*Exercise details*.
While reading through the material below, copy each line that holds the word "reflection".
------
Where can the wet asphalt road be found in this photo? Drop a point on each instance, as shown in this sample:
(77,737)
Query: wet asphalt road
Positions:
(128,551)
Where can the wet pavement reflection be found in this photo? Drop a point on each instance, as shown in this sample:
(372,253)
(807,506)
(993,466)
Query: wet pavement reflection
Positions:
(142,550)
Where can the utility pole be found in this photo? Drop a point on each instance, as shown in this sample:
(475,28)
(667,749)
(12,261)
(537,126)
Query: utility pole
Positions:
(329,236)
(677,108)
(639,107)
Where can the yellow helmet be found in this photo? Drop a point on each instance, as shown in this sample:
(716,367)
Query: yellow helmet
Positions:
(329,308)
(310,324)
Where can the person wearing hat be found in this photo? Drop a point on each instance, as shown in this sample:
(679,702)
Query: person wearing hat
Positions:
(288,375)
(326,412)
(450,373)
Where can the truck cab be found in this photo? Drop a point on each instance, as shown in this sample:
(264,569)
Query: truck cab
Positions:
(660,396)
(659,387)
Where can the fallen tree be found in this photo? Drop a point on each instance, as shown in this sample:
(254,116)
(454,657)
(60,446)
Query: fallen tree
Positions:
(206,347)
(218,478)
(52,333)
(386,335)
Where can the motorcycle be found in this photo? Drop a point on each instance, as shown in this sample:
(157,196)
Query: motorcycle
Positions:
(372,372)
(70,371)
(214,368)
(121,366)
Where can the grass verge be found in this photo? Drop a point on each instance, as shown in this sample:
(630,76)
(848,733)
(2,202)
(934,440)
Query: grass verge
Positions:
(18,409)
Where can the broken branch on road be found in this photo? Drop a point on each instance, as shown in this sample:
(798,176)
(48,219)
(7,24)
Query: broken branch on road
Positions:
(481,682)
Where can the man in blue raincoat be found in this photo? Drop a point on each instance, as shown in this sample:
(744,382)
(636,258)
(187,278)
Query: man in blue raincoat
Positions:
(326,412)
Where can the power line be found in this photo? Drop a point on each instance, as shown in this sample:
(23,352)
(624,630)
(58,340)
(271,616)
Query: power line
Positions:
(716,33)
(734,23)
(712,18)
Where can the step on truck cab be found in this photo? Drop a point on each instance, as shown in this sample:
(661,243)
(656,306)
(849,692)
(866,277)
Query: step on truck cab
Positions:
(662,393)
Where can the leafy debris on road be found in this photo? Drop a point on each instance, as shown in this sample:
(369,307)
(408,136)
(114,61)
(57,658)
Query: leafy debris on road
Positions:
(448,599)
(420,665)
------
*Result below*.
Where can the wet pavement reflection be found in this photo? Drop a point on each instance, as shown in this sample:
Query: wet pavement reflection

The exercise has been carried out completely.